Give the data a second time, exactly and in full.

Location identification entries >>
►

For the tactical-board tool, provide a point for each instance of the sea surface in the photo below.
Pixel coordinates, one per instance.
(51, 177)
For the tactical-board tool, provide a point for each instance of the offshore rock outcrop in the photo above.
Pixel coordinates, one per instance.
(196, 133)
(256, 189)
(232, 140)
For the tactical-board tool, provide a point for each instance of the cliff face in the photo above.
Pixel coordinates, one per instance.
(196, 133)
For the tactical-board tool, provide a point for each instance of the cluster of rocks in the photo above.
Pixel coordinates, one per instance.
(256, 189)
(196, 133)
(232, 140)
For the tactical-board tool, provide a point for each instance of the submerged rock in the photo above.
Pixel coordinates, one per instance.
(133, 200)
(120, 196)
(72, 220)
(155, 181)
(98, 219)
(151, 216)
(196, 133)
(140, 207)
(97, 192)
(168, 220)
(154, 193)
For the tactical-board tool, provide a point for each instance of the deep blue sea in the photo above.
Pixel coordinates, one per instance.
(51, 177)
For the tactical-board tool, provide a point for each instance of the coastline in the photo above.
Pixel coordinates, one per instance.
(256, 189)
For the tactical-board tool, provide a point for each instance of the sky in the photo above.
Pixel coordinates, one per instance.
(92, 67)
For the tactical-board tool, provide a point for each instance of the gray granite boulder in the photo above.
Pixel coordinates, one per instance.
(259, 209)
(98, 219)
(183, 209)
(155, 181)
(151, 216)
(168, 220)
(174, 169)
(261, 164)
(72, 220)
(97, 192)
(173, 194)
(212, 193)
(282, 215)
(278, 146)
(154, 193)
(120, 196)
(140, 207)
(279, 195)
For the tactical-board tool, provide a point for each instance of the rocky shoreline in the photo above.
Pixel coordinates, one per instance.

◄

EXERCISE RESULT >>
For the tactical-board tool, provide a point for each instance of the sea surface in the photo below.
Pixel coordinates, one per instance.
(51, 177)
For the tactical-board tool, provide a point for each instance of the offshore rock outcrop in the photo above.
Pixel coordinates, one per instance.
(196, 133)
(256, 189)
(232, 140)
For the tactical-board tool, provide a point for each instance of the cliff face in the photo above.
Pixel coordinates, one per instance.
(196, 133)
For the tactical-board tool, provide a point for each instance of the cluster of rocks in the photo above.
Pixel coordinates, one per instance.
(256, 189)
(196, 133)
(232, 140)
For the tactical-board tool, provide a point for each instance of the submerged rock in the photo above.
Pixel coordinates, one per instance.
(133, 200)
(120, 196)
(72, 220)
(155, 181)
(98, 219)
(151, 216)
(196, 133)
(140, 207)
(97, 192)
(168, 220)
(154, 193)
For the tactical-board tool, provide a point for each instance of the deep blue sea in the photo above.
Pixel coordinates, one per instance.
(51, 177)
For the tactical-board tool, provide a point for each instance of the coastline in the photo above.
Pixel coordinates, one per instance.
(256, 189)
For the tactical-board tool, provide a point for each instance of the sky in the photo above.
Pixel coordinates, one per instance.
(92, 67)
For the tactical-board tool, provide a point for each instance of the gray granite boulder in the photo above.
Pixel coordinates, one per instance.
(259, 209)
(98, 219)
(183, 209)
(155, 181)
(151, 216)
(168, 220)
(174, 169)
(261, 164)
(72, 220)
(97, 192)
(173, 194)
(212, 193)
(282, 215)
(278, 146)
(154, 193)
(120, 196)
(140, 207)
(279, 195)
For the tactical-board tool, provide a point for each instance of the rocky shoreline in the photo above.
Pixel coordinates, one per instance.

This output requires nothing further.